Exercise requirements: An unchanged copy of every record below, without pictures, is the goal.

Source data
==========

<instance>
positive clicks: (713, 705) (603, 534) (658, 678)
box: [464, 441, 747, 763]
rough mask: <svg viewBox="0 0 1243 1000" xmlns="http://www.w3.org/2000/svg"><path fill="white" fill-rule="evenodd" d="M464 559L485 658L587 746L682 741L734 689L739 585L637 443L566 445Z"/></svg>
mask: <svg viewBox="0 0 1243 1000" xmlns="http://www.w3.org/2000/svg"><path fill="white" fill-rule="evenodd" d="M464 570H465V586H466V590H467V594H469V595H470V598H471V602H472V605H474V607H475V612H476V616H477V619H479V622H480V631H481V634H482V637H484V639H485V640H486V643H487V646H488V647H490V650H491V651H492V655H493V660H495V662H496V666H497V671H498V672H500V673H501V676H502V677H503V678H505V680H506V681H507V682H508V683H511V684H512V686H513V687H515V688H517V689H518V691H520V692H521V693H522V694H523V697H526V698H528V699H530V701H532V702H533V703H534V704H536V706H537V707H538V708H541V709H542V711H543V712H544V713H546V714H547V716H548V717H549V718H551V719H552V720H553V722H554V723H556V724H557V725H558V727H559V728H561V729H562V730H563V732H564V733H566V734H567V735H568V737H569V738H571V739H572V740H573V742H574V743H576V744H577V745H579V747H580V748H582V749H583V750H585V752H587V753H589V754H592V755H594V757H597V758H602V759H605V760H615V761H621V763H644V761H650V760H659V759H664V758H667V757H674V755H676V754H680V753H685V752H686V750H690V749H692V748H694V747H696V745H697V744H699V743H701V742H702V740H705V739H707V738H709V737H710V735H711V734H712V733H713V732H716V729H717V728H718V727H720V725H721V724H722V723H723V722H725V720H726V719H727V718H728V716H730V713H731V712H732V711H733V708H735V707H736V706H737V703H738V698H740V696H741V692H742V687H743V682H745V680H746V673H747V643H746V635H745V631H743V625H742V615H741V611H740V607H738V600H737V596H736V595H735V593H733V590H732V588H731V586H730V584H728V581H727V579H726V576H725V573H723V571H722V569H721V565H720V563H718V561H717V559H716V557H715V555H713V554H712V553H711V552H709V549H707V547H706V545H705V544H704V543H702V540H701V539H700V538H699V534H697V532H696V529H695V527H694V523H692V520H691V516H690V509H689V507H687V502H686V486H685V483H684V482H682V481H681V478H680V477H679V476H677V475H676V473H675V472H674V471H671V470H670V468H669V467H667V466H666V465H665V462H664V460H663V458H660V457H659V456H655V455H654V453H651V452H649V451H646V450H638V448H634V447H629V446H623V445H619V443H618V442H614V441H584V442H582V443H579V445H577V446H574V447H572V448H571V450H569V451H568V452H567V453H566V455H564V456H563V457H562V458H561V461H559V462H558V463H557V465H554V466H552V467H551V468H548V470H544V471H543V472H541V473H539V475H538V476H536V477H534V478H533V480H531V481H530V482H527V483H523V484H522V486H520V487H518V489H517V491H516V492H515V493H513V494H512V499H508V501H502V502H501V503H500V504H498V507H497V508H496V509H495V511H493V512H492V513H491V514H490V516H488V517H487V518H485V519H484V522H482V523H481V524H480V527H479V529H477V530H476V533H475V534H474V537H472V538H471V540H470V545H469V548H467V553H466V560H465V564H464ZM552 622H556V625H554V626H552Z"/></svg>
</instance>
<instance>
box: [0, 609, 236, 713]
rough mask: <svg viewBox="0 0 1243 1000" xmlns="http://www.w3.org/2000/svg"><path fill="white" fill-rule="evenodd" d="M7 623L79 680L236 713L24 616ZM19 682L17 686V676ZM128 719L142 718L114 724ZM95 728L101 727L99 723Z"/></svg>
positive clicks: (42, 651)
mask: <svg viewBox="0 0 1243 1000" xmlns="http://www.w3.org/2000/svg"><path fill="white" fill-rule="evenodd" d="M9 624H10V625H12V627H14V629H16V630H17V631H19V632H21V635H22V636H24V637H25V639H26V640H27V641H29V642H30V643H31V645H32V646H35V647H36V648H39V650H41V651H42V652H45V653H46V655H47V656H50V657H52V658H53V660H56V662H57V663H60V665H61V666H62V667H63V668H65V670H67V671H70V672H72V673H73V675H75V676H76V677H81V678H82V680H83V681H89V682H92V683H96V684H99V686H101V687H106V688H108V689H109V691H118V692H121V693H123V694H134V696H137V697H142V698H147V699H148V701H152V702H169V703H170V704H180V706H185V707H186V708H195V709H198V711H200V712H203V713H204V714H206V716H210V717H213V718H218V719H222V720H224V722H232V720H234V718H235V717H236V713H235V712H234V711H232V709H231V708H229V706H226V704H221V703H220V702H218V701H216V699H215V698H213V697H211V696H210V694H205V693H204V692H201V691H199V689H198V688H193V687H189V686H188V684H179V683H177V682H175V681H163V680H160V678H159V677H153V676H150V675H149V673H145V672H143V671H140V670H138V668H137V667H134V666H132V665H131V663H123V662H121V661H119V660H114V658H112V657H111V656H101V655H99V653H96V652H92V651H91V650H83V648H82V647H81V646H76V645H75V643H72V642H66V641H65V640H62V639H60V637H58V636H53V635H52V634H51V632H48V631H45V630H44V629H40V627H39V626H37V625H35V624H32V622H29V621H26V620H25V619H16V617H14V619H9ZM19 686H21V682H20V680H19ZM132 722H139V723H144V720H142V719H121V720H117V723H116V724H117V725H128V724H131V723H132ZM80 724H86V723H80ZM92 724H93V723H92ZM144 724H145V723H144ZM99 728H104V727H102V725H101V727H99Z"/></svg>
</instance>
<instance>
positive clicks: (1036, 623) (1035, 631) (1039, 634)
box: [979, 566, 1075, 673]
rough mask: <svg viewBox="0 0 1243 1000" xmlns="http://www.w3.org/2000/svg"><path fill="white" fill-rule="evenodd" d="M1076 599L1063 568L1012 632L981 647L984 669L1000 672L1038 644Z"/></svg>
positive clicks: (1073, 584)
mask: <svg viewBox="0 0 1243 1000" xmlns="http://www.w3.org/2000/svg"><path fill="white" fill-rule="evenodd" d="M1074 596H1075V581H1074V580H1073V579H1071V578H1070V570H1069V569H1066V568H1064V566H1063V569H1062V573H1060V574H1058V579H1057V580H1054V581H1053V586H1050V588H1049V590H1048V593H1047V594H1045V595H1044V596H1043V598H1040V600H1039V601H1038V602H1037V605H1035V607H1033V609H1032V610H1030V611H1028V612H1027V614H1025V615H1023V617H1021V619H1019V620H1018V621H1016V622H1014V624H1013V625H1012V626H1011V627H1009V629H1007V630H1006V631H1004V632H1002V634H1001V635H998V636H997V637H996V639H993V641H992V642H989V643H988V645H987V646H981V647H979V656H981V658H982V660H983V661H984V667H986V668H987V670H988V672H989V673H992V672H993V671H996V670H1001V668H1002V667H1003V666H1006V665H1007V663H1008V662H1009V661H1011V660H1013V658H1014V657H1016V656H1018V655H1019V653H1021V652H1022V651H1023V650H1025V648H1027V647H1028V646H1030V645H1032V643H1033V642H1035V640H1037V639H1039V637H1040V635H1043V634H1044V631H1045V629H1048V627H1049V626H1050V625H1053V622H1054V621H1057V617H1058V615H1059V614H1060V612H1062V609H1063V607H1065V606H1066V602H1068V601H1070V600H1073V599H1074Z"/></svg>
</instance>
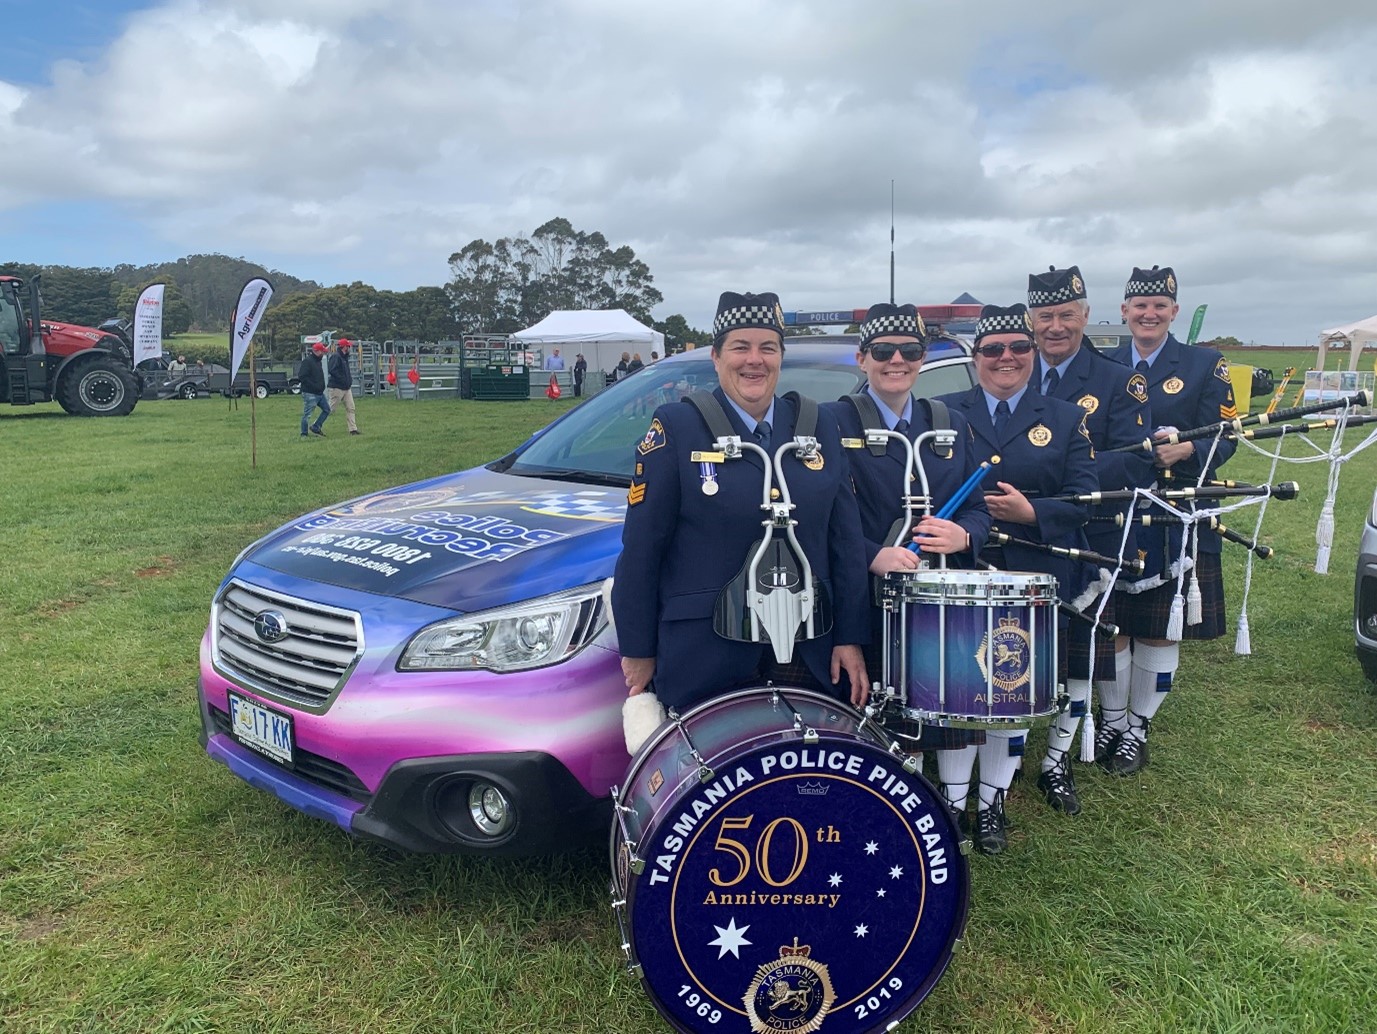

==========

Task output:
<instance>
positive clicks: (713, 705) (603, 534) (658, 678)
box: [464, 441, 747, 763]
rough mask: <svg viewBox="0 0 1243 1000" xmlns="http://www.w3.org/2000/svg"><path fill="white" fill-rule="evenodd" d="M464 559L485 658L587 746L682 741L734 689L739 585L637 443L566 445Z"/></svg>
mask: <svg viewBox="0 0 1243 1000" xmlns="http://www.w3.org/2000/svg"><path fill="white" fill-rule="evenodd" d="M464 570H465V586H466V590H467V594H469V595H470V598H471V602H472V605H474V607H475V612H476V616H477V619H479V622H480V631H481V634H482V637H484V639H485V640H486V643H487V646H488V647H490V650H491V651H492V655H493V660H495V662H496V666H497V671H498V672H500V673H501V676H502V677H503V678H505V680H506V681H507V682H508V683H511V684H512V686H513V687H515V688H517V689H518V691H520V692H521V693H522V694H523V697H526V698H528V699H530V701H532V702H533V703H534V704H536V706H537V707H538V708H541V709H542V711H543V712H544V713H546V714H547V716H548V717H549V718H551V719H552V720H553V722H554V723H556V724H557V725H558V727H559V728H561V729H562V730H563V732H564V733H566V734H567V735H568V737H569V738H571V739H572V740H573V742H574V743H576V744H577V745H579V747H580V748H582V749H583V750H585V752H587V753H589V754H592V755H594V757H597V758H602V759H605V760H615V761H621V763H644V761H650V760H659V759H664V758H667V757H674V755H676V754H680V753H685V752H686V750H690V749H692V748H694V747H696V745H697V744H699V743H701V742H702V740H705V739H707V738H709V737H710V735H711V734H712V733H713V732H716V729H717V728H718V727H720V725H721V724H722V723H723V722H725V720H726V719H727V718H728V716H730V713H731V712H732V711H733V708H735V707H736V706H737V703H738V698H740V696H741V692H742V687H743V682H745V680H746V673H747V643H746V635H745V631H743V625H742V615H741V611H740V607H738V600H737V596H736V595H735V593H733V590H732V588H731V586H730V584H728V581H727V579H726V576H725V573H723V571H722V569H721V565H720V563H718V561H717V559H716V557H715V555H713V554H712V553H711V552H709V549H707V547H706V545H705V544H704V543H702V540H701V539H700V538H699V534H697V532H696V529H695V527H694V523H692V520H691V516H690V509H689V507H687V502H686V486H685V483H684V482H682V481H681V478H680V477H679V476H677V475H676V473H675V472H674V471H671V470H670V468H669V467H667V466H666V465H665V462H664V460H663V458H660V457H659V456H655V455H654V453H651V452H649V451H646V450H638V448H634V447H629V446H623V445H619V443H618V442H614V441H584V442H582V443H579V445H577V446H574V447H572V448H571V450H569V451H568V452H567V453H566V455H564V456H563V457H562V458H561V461H559V462H558V463H557V465H554V466H552V467H551V468H548V470H544V471H543V472H541V473H539V475H538V476H536V477H534V478H533V480H531V481H530V482H527V483H523V484H522V486H520V487H518V489H517V491H516V492H515V493H513V494H512V499H508V501H502V502H501V503H500V504H498V507H497V508H496V509H495V511H493V512H492V513H491V514H490V516H488V517H487V518H485V519H484V522H482V523H481V524H480V527H479V529H477V530H476V533H475V534H474V537H472V538H471V540H470V545H469V548H467V553H466V560H465V564H464ZM552 622H556V625H554V626H552Z"/></svg>
</instance>
<instance>
box: [0, 609, 236, 713]
rough mask: <svg viewBox="0 0 1243 1000" xmlns="http://www.w3.org/2000/svg"><path fill="white" fill-rule="evenodd" d="M7 623L79 680L236 713L24 616ZM19 682L17 686V676ZM128 719L142 718L114 724ZM95 728L101 727L99 723Z"/></svg>
positive clicks: (42, 651)
mask: <svg viewBox="0 0 1243 1000" xmlns="http://www.w3.org/2000/svg"><path fill="white" fill-rule="evenodd" d="M9 624H10V625H12V627H14V629H16V630H17V631H19V632H21V635H22V636H24V637H25V639H26V640H27V641H29V642H30V643H31V645H32V646H35V647H36V648H39V650H41V651H42V652H45V653H46V655H47V656H50V657H52V658H53V660H56V662H57V663H60V665H61V666H62V667H63V668H65V670H67V671H70V672H72V673H73V675H75V676H76V677H81V678H82V680H83V681H89V682H92V683H96V684H99V686H101V687H106V688H108V689H109V691H118V692H121V693H123V694H134V696H137V697H142V698H147V699H148V701H152V702H169V703H170V704H180V706H185V707H186V708H195V709H198V711H200V712H203V713H204V714H206V716H210V717H213V718H218V719H222V720H224V722H232V720H234V718H235V717H236V713H235V712H234V711H232V709H231V708H229V706H226V704H221V703H220V702H218V701H216V699H215V698H213V697H211V696H210V694H205V693H204V692H201V691H199V689H198V688H193V687H189V686H188V684H179V683H177V682H175V681H163V680H160V678H159V677H153V676H150V675H149V673H145V672H143V671H140V670H138V668H137V667H134V666H132V665H131V663H123V662H121V661H119V660H114V658H112V657H111V656H101V655H99V653H96V652H92V651H91V650H83V648H82V647H81V646H76V645H75V643H72V642H66V641H65V640H62V639H60V637H58V636H53V635H52V634H51V632H48V631H45V630H44V629H40V627H39V626H37V625H35V624H32V622H29V621H26V620H25V619H16V617H14V619H9ZM19 686H21V682H20V680H19ZM132 722H139V723H144V720H142V719H121V720H117V723H116V724H117V725H128V724H131V723H132ZM80 724H86V723H80ZM92 724H93V723H92ZM144 724H145V723H144ZM99 728H104V727H102V725H101V727H99Z"/></svg>
</instance>
<instance>
positive clicks: (1036, 623) (1035, 631) (1039, 634)
box: [979, 566, 1075, 673]
rough mask: <svg viewBox="0 0 1243 1000" xmlns="http://www.w3.org/2000/svg"><path fill="white" fill-rule="evenodd" d="M1076 599L1063 568L1012 632L981 647L984 669L1000 672L1038 644Z"/></svg>
positive clicks: (1073, 584)
mask: <svg viewBox="0 0 1243 1000" xmlns="http://www.w3.org/2000/svg"><path fill="white" fill-rule="evenodd" d="M1074 596H1075V581H1074V580H1073V579H1071V578H1070V570H1069V569H1066V568H1064V566H1063V569H1062V573H1060V574H1058V579H1057V580H1054V581H1053V586H1050V588H1049V590H1048V593H1047V594H1045V595H1044V596H1043V598H1040V600H1039V601H1038V602H1037V605H1035V607H1033V609H1032V610H1030V611H1028V612H1027V614H1025V615H1023V617H1021V619H1019V620H1018V621H1016V622H1014V624H1013V625H1012V626H1011V627H1009V629H1007V630H1006V631H1004V632H1002V634H1001V635H998V636H997V637H996V639H993V641H992V642H989V643H988V645H987V646H981V647H979V656H981V658H982V660H983V661H984V667H986V668H987V670H988V672H989V673H992V672H993V671H996V670H1001V668H1002V667H1003V666H1006V665H1007V663H1008V662H1009V661H1011V660H1013V658H1014V657H1016V656H1018V655H1019V653H1021V652H1022V651H1023V650H1025V648H1027V647H1028V646H1030V645H1032V643H1033V642H1035V640H1037V639H1039V637H1040V635H1043V634H1044V631H1045V629H1048V627H1049V626H1050V625H1053V622H1054V621H1057V617H1058V615H1059V614H1060V612H1062V609H1063V607H1065V606H1066V602H1068V601H1070V600H1073V599H1074Z"/></svg>
</instance>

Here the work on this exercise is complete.